> _PROMPT_: All of the records shown below need to be copied with no differences.

[Point-per-instance localization data]
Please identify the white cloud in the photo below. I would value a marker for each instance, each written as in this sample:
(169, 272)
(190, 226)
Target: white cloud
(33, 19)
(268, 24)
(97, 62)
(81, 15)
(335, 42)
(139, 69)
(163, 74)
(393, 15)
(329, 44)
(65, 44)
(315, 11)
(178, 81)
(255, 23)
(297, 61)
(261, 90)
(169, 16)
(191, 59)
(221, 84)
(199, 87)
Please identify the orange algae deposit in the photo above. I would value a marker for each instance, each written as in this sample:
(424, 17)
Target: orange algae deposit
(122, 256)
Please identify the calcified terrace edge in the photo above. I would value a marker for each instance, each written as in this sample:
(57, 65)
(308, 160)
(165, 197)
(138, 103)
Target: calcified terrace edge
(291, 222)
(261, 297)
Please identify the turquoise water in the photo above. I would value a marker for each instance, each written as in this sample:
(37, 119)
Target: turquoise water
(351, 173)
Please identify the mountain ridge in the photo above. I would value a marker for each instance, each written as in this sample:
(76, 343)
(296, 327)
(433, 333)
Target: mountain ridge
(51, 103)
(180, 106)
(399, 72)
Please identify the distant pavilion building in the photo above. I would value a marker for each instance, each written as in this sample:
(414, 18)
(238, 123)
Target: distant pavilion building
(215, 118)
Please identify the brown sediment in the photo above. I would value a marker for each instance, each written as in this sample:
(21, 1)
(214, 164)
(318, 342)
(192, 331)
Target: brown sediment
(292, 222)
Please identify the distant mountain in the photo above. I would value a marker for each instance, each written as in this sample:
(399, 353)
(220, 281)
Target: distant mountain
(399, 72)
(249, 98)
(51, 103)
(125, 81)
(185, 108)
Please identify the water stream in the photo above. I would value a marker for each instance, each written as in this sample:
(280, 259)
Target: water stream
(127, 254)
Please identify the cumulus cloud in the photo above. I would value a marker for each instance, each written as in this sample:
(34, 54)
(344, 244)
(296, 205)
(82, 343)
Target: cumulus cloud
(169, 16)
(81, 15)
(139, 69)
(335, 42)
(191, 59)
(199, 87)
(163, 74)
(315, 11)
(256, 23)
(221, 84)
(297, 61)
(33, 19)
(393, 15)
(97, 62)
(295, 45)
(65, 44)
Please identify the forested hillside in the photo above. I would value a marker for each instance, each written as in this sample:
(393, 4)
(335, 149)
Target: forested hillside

> _OUTPUT FOR THIS EXERCISE_:
Please identify the white cloud in the photo below. I would value a marker for each instance, each written as in this sample:
(169, 272)
(190, 226)
Target: white cloud
(33, 19)
(268, 24)
(97, 62)
(81, 15)
(335, 42)
(139, 69)
(163, 74)
(393, 15)
(329, 44)
(65, 44)
(315, 11)
(178, 81)
(255, 23)
(297, 61)
(261, 90)
(169, 16)
(191, 59)
(221, 84)
(199, 87)
Please identify the orange algae deposit in the photo above. I would value a marker for each instance, each written as in this sample:
(424, 17)
Target: orange algae deposit
(122, 256)
Please identify the calcified terrace edge in the photo above. I would value a marker for each instance, each written as in this sample:
(57, 65)
(308, 160)
(165, 197)
(138, 103)
Target: calcified terrace edge
(291, 222)
(261, 297)
Please identify the turquoise water in the photo above. I would value a marker for each instance, each written as in this sample:
(37, 119)
Target: turquoise water
(351, 173)
Please identify the mountain ridge in the photo above. I would value a marker for each instance, each written as in this sample:
(76, 343)
(296, 327)
(433, 333)
Target: mountain ridge
(51, 103)
(180, 106)
(399, 72)
Please identify the distant pavilion building in the photo above. I would value a marker for each instance, each written as in this sample:
(414, 18)
(238, 123)
Target: distant pavilion building
(215, 118)
Please identify the brown sediment in the photo above. I would value a marker for each instance, each written as in this sample:
(21, 1)
(214, 164)
(318, 342)
(192, 331)
Target: brown sediment
(292, 222)
Please identify the distant mountain in the photo above. I would value a marker for each instance, each written as in this sample:
(399, 353)
(220, 281)
Target: distant mountain
(399, 72)
(249, 98)
(51, 103)
(125, 81)
(185, 108)
Please identify the water stream in the photo above. I would value a marker for each instance, each written as in this sample:
(280, 259)
Target: water stream
(127, 254)
Please identify the cumulus cloud in the photo above. I would value a marker for each instance, each written as in this sample:
(34, 54)
(344, 244)
(296, 205)
(82, 343)
Target: cumulus cloud
(169, 16)
(81, 15)
(139, 69)
(335, 42)
(191, 59)
(199, 87)
(163, 74)
(315, 11)
(256, 23)
(221, 84)
(297, 61)
(33, 19)
(393, 15)
(97, 62)
(295, 45)
(65, 44)
Please identify the forested hillside in the photo above. I would value a marker for each instance, each written as in this sample:
(393, 4)
(335, 149)
Target: forested hillside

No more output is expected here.